#### [WHAT YOU NEED TO DO]
Quote every entry word for word.

#### [GIVEN RECORDS]
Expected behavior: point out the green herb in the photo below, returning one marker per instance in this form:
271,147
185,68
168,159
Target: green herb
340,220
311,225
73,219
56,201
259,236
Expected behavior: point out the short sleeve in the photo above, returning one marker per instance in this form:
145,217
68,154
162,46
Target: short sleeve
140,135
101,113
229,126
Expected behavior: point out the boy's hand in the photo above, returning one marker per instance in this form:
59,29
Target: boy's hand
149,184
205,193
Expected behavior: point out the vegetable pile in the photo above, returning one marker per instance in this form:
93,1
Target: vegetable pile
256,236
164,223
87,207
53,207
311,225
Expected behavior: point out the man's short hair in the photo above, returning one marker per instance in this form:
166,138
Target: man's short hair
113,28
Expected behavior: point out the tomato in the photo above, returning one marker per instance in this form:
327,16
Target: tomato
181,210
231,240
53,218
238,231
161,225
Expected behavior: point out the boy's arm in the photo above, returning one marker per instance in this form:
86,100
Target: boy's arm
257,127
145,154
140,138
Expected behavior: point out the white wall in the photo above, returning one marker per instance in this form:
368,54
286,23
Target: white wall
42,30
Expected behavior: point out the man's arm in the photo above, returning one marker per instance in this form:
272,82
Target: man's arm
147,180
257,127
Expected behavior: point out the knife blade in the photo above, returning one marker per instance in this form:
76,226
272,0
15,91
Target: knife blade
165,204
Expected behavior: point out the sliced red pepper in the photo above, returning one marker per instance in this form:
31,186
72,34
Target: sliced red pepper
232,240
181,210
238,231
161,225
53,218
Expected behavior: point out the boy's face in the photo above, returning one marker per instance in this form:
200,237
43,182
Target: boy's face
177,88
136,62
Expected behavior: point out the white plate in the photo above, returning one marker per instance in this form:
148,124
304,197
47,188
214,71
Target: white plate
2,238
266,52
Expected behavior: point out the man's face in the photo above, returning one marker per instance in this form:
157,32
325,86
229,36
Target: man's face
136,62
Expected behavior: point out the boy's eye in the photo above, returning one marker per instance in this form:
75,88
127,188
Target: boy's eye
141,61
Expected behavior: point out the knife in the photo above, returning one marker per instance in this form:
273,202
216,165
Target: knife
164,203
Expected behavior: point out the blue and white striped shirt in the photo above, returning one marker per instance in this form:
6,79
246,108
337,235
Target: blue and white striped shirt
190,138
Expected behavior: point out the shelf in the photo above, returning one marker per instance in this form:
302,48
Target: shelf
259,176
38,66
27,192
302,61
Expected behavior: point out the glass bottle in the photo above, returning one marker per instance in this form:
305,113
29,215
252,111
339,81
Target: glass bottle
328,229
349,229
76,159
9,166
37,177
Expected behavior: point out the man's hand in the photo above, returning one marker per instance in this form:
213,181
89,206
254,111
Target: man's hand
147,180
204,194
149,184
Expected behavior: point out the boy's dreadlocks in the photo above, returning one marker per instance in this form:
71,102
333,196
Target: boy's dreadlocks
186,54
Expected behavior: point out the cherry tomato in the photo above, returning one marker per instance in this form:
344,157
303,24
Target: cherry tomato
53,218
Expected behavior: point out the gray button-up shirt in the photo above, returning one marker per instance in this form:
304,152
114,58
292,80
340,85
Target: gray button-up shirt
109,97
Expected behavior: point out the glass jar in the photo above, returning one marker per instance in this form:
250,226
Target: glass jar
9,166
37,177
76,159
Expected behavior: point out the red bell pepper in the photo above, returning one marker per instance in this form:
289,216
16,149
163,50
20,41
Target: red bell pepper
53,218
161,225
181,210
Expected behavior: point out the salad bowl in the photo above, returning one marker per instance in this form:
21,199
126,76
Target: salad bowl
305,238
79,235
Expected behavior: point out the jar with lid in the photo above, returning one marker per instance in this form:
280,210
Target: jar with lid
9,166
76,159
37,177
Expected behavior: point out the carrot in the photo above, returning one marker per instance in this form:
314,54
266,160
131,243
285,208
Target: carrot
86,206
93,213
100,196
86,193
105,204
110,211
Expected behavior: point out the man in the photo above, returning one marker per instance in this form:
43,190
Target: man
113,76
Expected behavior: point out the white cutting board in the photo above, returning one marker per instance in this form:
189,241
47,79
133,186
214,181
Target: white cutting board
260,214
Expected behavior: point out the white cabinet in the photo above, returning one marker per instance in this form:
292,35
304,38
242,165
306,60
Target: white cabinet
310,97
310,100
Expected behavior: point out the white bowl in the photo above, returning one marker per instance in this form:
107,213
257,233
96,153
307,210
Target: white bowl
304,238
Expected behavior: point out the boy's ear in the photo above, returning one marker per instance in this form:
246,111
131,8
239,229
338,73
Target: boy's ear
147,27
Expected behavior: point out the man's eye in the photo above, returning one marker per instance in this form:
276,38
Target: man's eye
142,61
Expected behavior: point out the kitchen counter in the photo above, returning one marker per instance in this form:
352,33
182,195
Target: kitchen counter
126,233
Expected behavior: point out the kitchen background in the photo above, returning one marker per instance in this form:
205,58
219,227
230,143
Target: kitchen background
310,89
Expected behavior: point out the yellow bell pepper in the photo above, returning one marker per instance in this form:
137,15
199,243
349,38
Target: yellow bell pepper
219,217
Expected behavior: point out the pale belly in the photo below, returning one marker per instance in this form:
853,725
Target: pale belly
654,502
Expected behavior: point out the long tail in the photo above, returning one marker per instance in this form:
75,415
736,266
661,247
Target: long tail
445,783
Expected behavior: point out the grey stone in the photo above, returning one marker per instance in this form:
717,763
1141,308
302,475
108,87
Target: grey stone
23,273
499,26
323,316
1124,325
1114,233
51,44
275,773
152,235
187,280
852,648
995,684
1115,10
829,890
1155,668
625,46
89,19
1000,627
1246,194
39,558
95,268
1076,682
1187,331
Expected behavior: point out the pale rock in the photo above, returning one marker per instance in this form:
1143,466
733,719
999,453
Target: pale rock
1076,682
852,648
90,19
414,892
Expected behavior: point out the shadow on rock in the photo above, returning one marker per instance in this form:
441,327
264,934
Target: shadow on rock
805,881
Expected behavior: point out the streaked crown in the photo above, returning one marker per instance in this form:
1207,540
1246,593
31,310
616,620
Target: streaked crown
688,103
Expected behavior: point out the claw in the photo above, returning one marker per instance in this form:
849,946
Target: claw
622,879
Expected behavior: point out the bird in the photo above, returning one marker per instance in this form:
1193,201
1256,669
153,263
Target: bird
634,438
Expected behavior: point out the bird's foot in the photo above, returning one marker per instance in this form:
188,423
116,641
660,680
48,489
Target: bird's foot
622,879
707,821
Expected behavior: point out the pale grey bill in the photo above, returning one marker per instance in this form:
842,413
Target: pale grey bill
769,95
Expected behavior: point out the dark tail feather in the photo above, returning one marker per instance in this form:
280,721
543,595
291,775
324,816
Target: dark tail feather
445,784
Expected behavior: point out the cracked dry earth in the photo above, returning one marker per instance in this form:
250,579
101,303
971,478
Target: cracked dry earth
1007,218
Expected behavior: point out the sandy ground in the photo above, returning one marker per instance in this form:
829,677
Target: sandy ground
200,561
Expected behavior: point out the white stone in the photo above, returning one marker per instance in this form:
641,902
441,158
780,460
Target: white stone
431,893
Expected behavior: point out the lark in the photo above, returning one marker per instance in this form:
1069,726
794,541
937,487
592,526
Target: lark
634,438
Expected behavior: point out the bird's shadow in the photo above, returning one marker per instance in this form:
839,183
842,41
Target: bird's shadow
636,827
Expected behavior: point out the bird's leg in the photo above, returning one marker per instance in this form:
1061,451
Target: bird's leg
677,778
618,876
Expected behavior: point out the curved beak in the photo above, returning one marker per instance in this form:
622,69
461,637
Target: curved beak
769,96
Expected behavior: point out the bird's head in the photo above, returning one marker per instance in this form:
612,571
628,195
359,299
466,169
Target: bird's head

#### [WRITTEN SOLUTION]
Expected behavior: point out the green herb in the photo below, returning one marker per instance in this form:
271,147
185,68
168,159
Target: green herb
340,220
311,225
73,219
56,201
259,236
Expected behavior: point out the short sleeve in the photo above, returning one marker per instance in this form:
145,217
68,154
162,46
Target: short sleeve
140,135
101,113
229,126
Expected behavior: point out the boy's hand in the photo above, returning one marker per instance in this form:
59,29
Target: boy's hand
149,184
205,193
Expected behavior: point out the vegetable pile in the photo above, returning one marker per instance in this form:
93,1
Target: vegetable pile
256,236
164,223
87,207
53,207
311,225
Expected behavior: point out the man's short hair in the photo above, returning one marker per instance in this form:
166,138
Target: man's short hair
113,28
Expected behavior: point out the tomato in the photo above, returning one marker per instance in this form:
327,16
Target: tomato
181,210
231,240
53,218
238,231
161,225
Expected behavior: point out the boy's arm in the photo above, returning one marker per instance in this form:
86,100
Target: boy's arm
257,127
145,154
140,138
Expected behavior: point out the white wall in the photo above, returning one marker per instance in this form:
368,54
286,23
Target: white wall
42,30
Expected behavior: point out the man's arm in the photo above, returning one marker per instance in this form:
272,82
Target: man's arm
147,180
257,127
Expected behavior: point out the knife blade in the photo above, returning one marker per instance in this form:
76,226
272,0
15,91
Target: knife blade
165,204
Expected behavior: point out the sliced red pepper in the photo above, returning one marker per instance in this form:
31,186
72,34
Target: sliced red pepper
232,240
181,210
238,231
161,225
53,218
Expected behavior: point out the boy's face in the photo above, returning one marker per instance in this form:
200,237
43,182
Target: boy's face
177,88
136,62
Expected behavior: point out the white plate in the photo above, returning one marker per instance in this form:
148,124
304,197
47,188
214,71
Target: white plate
2,238
266,52
Expected behavior: point out the man's face in the photo above, returning one marker per instance in this form:
157,32
325,86
229,36
Target: man's face
136,62
Expected behavior: point out the boy's eye in the photo above, returning one marker per instance in this form:
75,88
127,188
Target: boy's eye
141,61
Expected behavior: point out the knife in the photo above, returning one marker per instance in this form:
273,202
216,165
Target: knife
164,203
Expected behavior: point out the blue and white striped shirt in the photo above, returning one marker per instance in this form:
6,79
246,108
337,235
Target: blue and white striped shirt
190,138
Expected behavior: point out the shelf in the photo above, returning one marker per instance in this form:
302,48
Target: shelf
259,176
38,66
27,192
302,61
Expected behavior: point out the glass bottle in the photo above, returning one marker per instance in this form:
305,113
29,215
252,111
339,81
Target: glass bottle
328,229
349,229
76,159
9,166
37,177
Expected behavior: point out the man's hand in the photo above, returning one marker per instance in this form:
213,181
89,206
254,111
Target: man's hand
147,180
204,194
149,184
Expected behavior: point out the boy's dreadlocks in the photo above, returning one marker per instance in this form:
71,102
333,196
Target: boy's dreadlocks
186,54
Expected behavior: point out the cherry tomato in the photo above, returning one marker per instance in this form:
344,157
303,24
Target: cherry tomato
53,218
Expected behavior: point out the gray button-up shirt in the photo above, returning one marker per instance in this form:
304,152
114,58
292,80
340,85
Target: gray button-up shirt
109,97
Expected behavior: point out the glass jar in the photo above, returning one marker per instance in this form:
250,226
Target: glass jar
9,166
37,177
76,159
Expected behavior: point out the red bell pepper in the photo above, returning one marker per instance in this form:
289,216
16,149
163,50
20,41
Target: red bell pepper
53,218
161,225
181,210
Expected behavior: point out the salad bowl in the photo above, returning one marker per instance in this form:
21,199
126,76
Target: salad bowl
305,238
79,235
Expected behavior: point out the jar with lid in the photo above, returning one marker per instance in this form:
280,210
Target: jar with lid
9,166
76,159
37,177
Expected behavior: point out the carrot in the photo above, returning one marker per instance in this form:
314,54
266,160
131,243
285,208
Target: carrot
86,206
93,213
100,196
86,193
105,204
110,211
Expected behavior: point out the man in the photo above, returning one marker per instance in this form:
43,190
Target: man
113,76
Expected behavior: point out the white cutting board in the photo above, returning one marker per instance in this form:
189,241
47,79
133,186
214,181
Target: white cutting board
260,214
Expected behavior: point out the white cabinet in the photo above, returning one marker per instance in this form:
292,35
304,38
242,165
306,60
Target: white cabinet
310,97
310,100
Expected behavior: point out the white bowl in the photo above, returning one marker per instance in this form:
107,213
257,233
96,153
307,210
Target: white bowl
304,238
Expected behavior: point out the boy's ear in the photo above, returning one marker per instance in this form:
246,111
131,8
239,229
338,73
Target: boy's ear
147,27
Expected behavior: point out the man's eye in the photo above, returning one marker per instance in this form:
276,38
Target: man's eye
142,61
Expected behavior: point out the kitchen counter in the photo above, returning one marker per instance in this form:
352,33
182,195
Target: kitchen counter
126,233
Expected behavior: point out the kitchen background in the photo above, returning one marker per instance in this form:
205,58
219,227
230,143
Target: kitchen background
310,89
Expected behavior: point out the yellow bell pepper in the photo above, returning one marker per instance in this form:
137,15
199,243
349,38
Target: yellow bell pepper
219,217
Expected behavior: point out the pale belly in the photo below, returning one marker per instance in this form:
853,725
Target: pale belly
654,502
Expected behavior: point out the long tail in the photo above, returning one marker per instance in this form:
75,415
736,266
661,247
Target: long tail
445,783
Expected behavior: point out the grey stone in the photo above, returning one marker per instance in this form:
717,763
1141,308
302,475
108,87
Target: grey stone
23,273
499,26
323,316
1124,325
1114,233
51,44
275,773
152,235
187,280
852,648
995,684
1115,10
829,890
1155,668
625,46
89,19
1000,627
1246,194
39,558
95,268
1076,682
1187,331
Expected behavior: point out the pale rock in the photo above, returning one marker per instance in this form:
1143,466
733,719
999,453
Target: pale rock
1076,682
852,648
90,19
414,892
Expected behavior: point out the shadow on rock in the photo above, returning one marker per instance in this form:
441,327
264,934
Target: shadow on rock
805,881
Expected behavior: point out the streaked crown in the photo above, returning one marker per instance in this form:
1207,540
1246,593
31,310
616,620
Target: streaked crown
688,103
Expected behavior: point out the claw in the photo above, returning one marker per instance in this form:
849,946
Target: claw
622,879
Expected behavior: point out the bird in the photo above, returning one marker per instance in this form:
1193,201
1256,669
153,263
Target: bird
634,438
Expected behavior: point out the bird's foot in the photo above, returning one marker per instance in this form:
188,423
116,641
660,680
48,489
Target: bird's foot
622,879
707,821
Expected behavior: point out the pale grey bill in the photo above, returning one marker per instance in this form:
842,413
Target: pale grey bill
769,95
Expected behavior: point out the dark tail feather in the photo above, returning one marker per instance in this form:
280,721
543,595
291,775
324,816
Target: dark tail feather
445,784
Expected behavior: point out the cracked dry earth in the photo above, returning one marker per instance in this form:
250,579
101,303
971,478
Target: cracked dry earth
1007,218
Expected behavior: point out the sandy ground in the photo above, returning one marker per instance in this form:
829,677
Target: sandy ground
200,561
Expected behavior: point out the white stone in the photo above, returning one marker per instance in this form:
641,902
441,158
780,460
Target: white stone
431,893
Expected behavior: point out the lark in the photo above, returning one marker per instance in this form:
1069,726
794,541
937,487
592,526
Target: lark
634,438
Expected behavior: point out the bird's shadow in the photo above, returning one marker per instance in this form:
839,183
842,41
Target: bird's shadow
636,827
Expected behavior: point out the bird's leg in the photo above, returning one marker per instance in this form:
1061,451
Target: bird's leg
677,778
618,876
Expected behavior: point out the curved beak in the photo above, returning one marker per instance in this form:
622,69
461,637
Target: curved beak
769,96
Expected behavior: point out the bird's head in the photo above, returning one marker per instance in this form:
612,571
628,195
359,299
466,169
Target: bird's head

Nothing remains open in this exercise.